[Data for review — start]
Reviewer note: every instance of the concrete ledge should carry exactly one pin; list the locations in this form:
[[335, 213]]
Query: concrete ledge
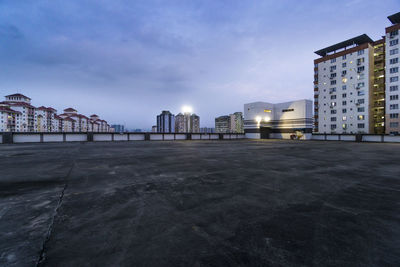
[[156, 137], [102, 137], [180, 136], [214, 136], [26, 138], [136, 137], [120, 137], [253, 135], [389, 138], [53, 137], [76, 137]]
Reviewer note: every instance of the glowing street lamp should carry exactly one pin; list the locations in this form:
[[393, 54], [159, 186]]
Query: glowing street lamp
[[187, 109], [258, 120]]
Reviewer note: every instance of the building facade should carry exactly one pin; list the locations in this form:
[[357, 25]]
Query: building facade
[[207, 130], [18, 115], [356, 85], [187, 123], [392, 81], [118, 128], [166, 122], [266, 120], [223, 124], [232, 123], [236, 122]]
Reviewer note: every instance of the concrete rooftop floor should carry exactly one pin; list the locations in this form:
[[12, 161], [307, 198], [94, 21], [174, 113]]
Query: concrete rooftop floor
[[200, 203]]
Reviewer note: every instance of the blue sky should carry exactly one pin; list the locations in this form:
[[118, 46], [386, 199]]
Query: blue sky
[[128, 60]]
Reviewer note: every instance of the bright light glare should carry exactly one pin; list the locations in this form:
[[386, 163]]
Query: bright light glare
[[187, 109]]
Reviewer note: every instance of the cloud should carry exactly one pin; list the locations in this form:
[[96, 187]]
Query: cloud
[[124, 59]]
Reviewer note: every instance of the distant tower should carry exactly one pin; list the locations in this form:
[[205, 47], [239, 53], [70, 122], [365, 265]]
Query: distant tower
[[194, 123], [236, 122], [166, 122], [180, 125]]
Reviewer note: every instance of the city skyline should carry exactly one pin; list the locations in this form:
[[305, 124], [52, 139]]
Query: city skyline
[[141, 58]]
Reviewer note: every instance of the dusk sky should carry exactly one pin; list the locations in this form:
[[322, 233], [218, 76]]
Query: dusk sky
[[129, 60]]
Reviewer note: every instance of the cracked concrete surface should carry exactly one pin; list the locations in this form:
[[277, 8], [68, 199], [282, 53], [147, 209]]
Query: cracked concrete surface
[[200, 203]]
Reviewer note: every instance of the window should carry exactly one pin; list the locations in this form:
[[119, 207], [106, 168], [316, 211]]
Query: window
[[394, 51], [394, 33], [394, 79], [394, 60], [394, 88], [394, 42]]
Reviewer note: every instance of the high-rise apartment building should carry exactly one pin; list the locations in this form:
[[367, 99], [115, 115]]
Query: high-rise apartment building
[[18, 115], [166, 122], [392, 75], [26, 120], [187, 123], [194, 123], [118, 128], [232, 123], [356, 85], [223, 124], [236, 122]]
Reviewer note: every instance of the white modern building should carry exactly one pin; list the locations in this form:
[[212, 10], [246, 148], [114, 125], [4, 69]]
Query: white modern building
[[187, 123], [266, 120]]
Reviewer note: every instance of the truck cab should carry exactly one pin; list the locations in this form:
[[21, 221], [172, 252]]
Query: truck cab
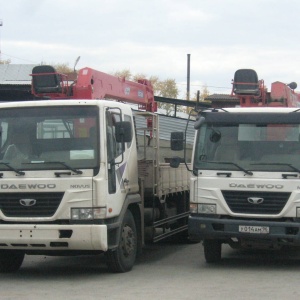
[[245, 183]]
[Data for review — finish]
The response should hold only an exact retyping of the lines from the beginning of the data through the line containing "Reviewer note: every instance of the blue", both ends kept, pictures omitted.

Reviewer note: every instance of the concrete ledge should carry exactly one pin; list the locations in this form:
[[335, 213]]
Query: concrete ledge
[[156, 137], [102, 137], [180, 136], [214, 136], [26, 138], [136, 137], [120, 137], [253, 135], [389, 138], [53, 137], [76, 137]]
Reviewer note: every instance of the glowing street lamp should carry exactly one pin; list the locations in this form:
[[393, 54], [159, 186]]
Query: glowing street lamp
[[187, 109], [258, 120]]
Reviewer note: every instance of the building facade should carry exactly one pin; list the locations in this form:
[[357, 25]]
Query: building facade
[[207, 130], [18, 115], [356, 85], [187, 123], [392, 81], [118, 128], [166, 122], [266, 120], [223, 124], [232, 123], [236, 122]]
Reviewer note: every instance of the concrete rooftop floor should carry exactly one pin; list the locations in this form:
[[12, 161], [307, 198], [94, 21], [174, 113]]
Query: concrete rooftop floor
[[200, 203]]
Reviewer note: every instance of the blue sky should carry exactly one pin; list the locations in this form:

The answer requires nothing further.